Data supplied>
▽
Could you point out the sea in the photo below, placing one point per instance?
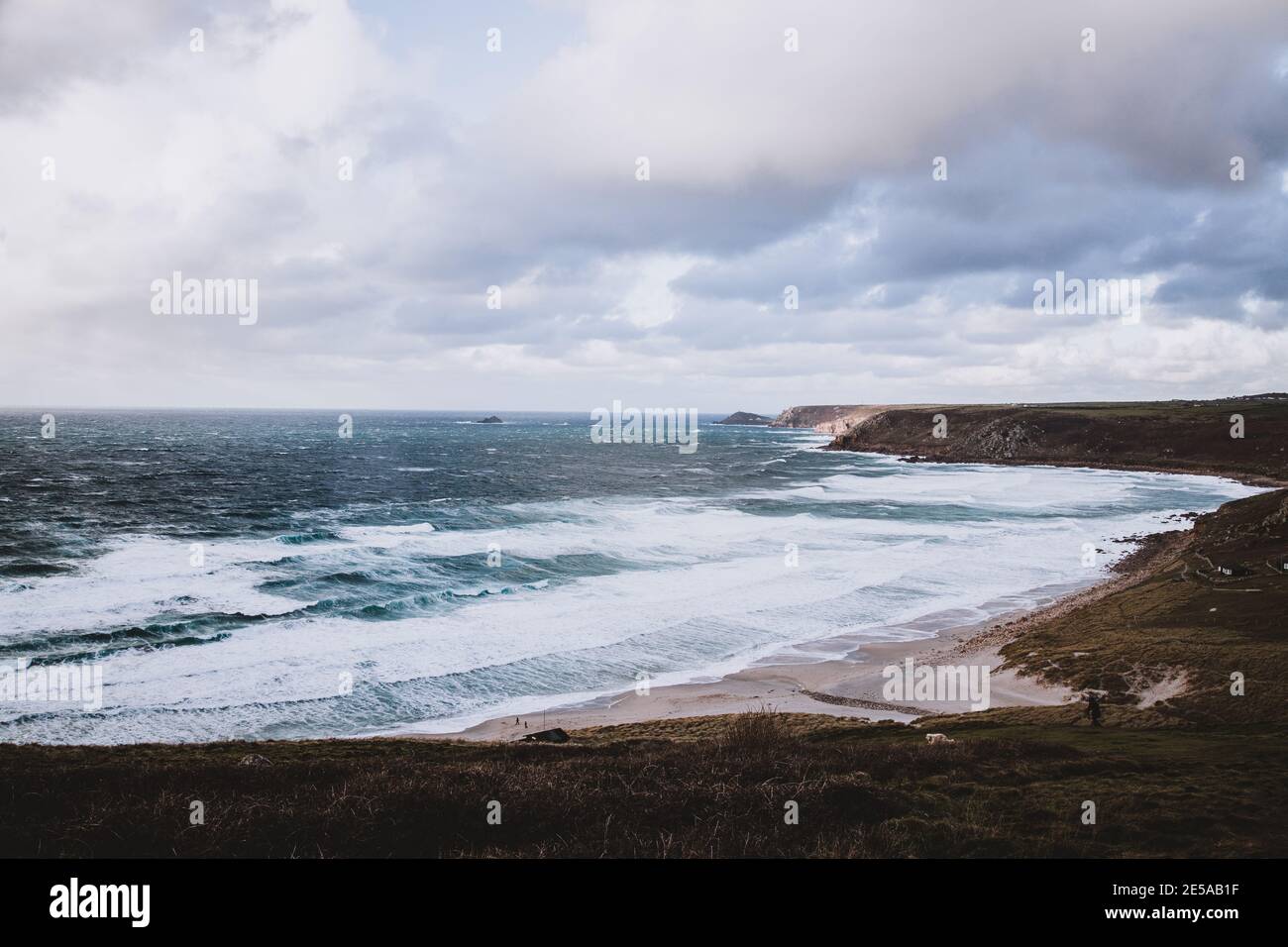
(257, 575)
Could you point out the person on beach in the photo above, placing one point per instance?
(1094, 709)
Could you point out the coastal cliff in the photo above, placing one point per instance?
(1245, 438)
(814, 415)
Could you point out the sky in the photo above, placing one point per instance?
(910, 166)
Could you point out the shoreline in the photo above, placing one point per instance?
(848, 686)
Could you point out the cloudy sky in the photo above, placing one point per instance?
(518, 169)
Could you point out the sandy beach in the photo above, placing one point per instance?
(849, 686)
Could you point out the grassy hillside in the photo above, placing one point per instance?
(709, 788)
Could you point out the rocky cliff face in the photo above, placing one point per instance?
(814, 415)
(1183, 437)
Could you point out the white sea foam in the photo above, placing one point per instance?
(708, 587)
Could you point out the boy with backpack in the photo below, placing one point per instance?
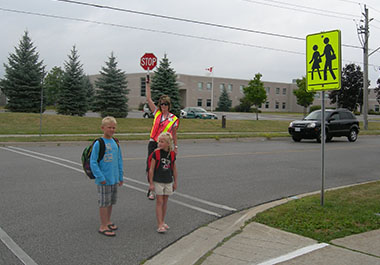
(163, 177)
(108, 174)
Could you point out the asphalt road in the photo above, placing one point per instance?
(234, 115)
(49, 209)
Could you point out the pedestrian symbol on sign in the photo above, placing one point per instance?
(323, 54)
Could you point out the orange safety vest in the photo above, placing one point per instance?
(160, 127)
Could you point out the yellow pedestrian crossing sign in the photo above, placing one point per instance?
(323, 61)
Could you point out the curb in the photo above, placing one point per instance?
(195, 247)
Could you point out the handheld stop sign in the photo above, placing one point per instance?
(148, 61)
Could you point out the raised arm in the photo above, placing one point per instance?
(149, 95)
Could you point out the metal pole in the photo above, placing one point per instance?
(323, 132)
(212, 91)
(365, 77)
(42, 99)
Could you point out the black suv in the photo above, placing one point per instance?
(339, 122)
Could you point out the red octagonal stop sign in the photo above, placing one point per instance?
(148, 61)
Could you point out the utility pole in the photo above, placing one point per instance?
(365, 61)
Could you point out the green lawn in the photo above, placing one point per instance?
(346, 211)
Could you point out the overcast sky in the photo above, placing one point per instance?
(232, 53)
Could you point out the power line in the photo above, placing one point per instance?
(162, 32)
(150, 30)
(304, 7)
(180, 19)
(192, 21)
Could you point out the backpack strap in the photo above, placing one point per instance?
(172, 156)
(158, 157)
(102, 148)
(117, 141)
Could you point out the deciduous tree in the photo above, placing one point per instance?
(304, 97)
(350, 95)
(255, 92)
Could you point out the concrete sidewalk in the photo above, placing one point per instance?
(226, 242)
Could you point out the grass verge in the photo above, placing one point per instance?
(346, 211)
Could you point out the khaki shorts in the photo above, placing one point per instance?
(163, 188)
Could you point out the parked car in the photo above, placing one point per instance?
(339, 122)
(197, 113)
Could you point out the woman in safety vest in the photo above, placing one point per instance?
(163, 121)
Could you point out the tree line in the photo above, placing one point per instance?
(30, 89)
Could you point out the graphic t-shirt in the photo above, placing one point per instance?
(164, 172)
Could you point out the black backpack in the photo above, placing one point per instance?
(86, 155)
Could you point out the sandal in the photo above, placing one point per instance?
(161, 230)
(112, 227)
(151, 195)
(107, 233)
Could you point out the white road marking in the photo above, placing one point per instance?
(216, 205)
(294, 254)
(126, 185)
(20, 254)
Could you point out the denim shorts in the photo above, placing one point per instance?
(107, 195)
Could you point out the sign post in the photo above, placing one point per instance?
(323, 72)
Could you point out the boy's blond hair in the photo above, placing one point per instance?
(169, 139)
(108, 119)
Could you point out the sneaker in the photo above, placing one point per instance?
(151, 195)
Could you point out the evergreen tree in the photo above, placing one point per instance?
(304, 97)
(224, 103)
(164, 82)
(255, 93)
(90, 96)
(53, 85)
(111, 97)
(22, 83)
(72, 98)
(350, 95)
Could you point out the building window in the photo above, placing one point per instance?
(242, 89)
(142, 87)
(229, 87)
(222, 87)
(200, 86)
△
Exercise directions> An exact copy of every line above is needed, without the images.

Answer box>
Could you point out the sea in the photo below, placing one point per instance?
(257, 575)
Could you point out the person on beach in the photo above, placing one point per instance?
(1094, 709)
Could you point out the coastal cliff in the photo above, placing one point per instance?
(1245, 438)
(814, 415)
Could you point out the sky in the photo above, placing one point per instance?
(910, 166)
Could you point out the shoreline in the photo above, placing one point per instance?
(848, 686)
Could you point out the cloudy sky in the photo above, placing one point per instance?
(518, 169)
Could you point out the sandy beach in the photo above, placing one point per instance?
(849, 686)
Could you point out the grassy hillside in the photo above, placing one point per instance?
(709, 788)
Could you point out the rocky cliff face in the photo above, placing one point per instance?
(814, 415)
(1183, 437)
Could you point out the white sea foam in the photo above, placing one point per instance?
(708, 587)
Could you point out the boy with backpack in the photo below, placing one point per instance?
(163, 177)
(108, 174)
Could you point out the asphalt road in the photo above, placing one point per instance?
(234, 115)
(49, 209)
Could you point out the pedestrian symbol on sign in the photo above, placing one point per instance?
(323, 54)
Could you point out the orange safety vest in the photo above, placing one point per instance?
(160, 127)
Could you point out the yellow pedestrian crossing sign in the photo above, placing one point per instance?
(323, 61)
Could you point out the curb in the photo above, placing one point per instance?
(195, 247)
Could you point out the handheld stop sign in the photo above, placing one point per instance?
(148, 61)
Could you point out the raised arm in the photo above, placing one point per instance?
(149, 95)
Could you point out the metal pole in the photo above, placing one point per instance?
(323, 132)
(212, 91)
(365, 77)
(42, 99)
Could you point out the black suv in the photo above, placing one point per instance?
(339, 122)
Could you point out the red octagonal stop sign in the photo above, placing one point per instance?
(148, 61)
Could you point out the utility pole in the photo above, placing one point per instance?
(365, 61)
Could you point out the green lawn in the photo above, placing one point per instance?
(346, 211)
Could you point out the overcast sky in the photo above, placing one point per instance?
(232, 53)
Could you point out the power line in the photo above, placing one point per instance?
(162, 32)
(150, 30)
(304, 7)
(180, 19)
(192, 21)
Could you point out the backpack strap in the photo above, placing one point per instance?
(172, 156)
(158, 157)
(102, 148)
(117, 141)
Could you point out the deciduous tree in the photo above, placing one point per instance?
(304, 97)
(350, 95)
(255, 92)
Could you point out the concrete sidewalk in the photo above, placing one point per instance?
(226, 242)
Could you point out the grass verge in the photo above, placing one point per instance?
(346, 211)
Could you point out the khaki shorts in the photo above, placing one point per instance?
(163, 188)
Could you point out the parked car in the photo above, placing one point per instance?
(339, 122)
(197, 113)
Could you point out the woman in safety vest in the photo above, placing one point per instance?
(163, 121)
Could you point out the tree line in the photo above, placing one point per instance?
(30, 89)
Could you point out the graphic t-shirt in the photo above, placing one point per instance?
(164, 172)
Could you point out the black backpack in the photo above, placing one point per instance?
(86, 155)
Could you point out the sandal in the photo above, placing one point per instance?
(161, 230)
(112, 227)
(151, 195)
(107, 233)
Could you point out the white road marking in the photo above, placing one point per instance?
(216, 205)
(294, 254)
(126, 185)
(20, 254)
Could you point out the denim shorts in the photo above, placing one point per instance?
(107, 195)
Could you point out the sign post in the photo above, placing one point per instance?
(323, 72)
Could you point out the boy's blond hair in the photo above, placing one point per instance?
(169, 139)
(108, 119)
Could you point out the sneaker in the photo above, placing one point per instance?
(151, 195)
Could you point out the evergreen tree in the photo above, placing one point per instance?
(304, 97)
(224, 103)
(164, 82)
(255, 93)
(90, 96)
(53, 85)
(111, 97)
(22, 83)
(72, 98)
(350, 95)
Could you point out the building window in the photo above, placing one point per instance?
(242, 89)
(142, 87)
(229, 87)
(222, 87)
(200, 86)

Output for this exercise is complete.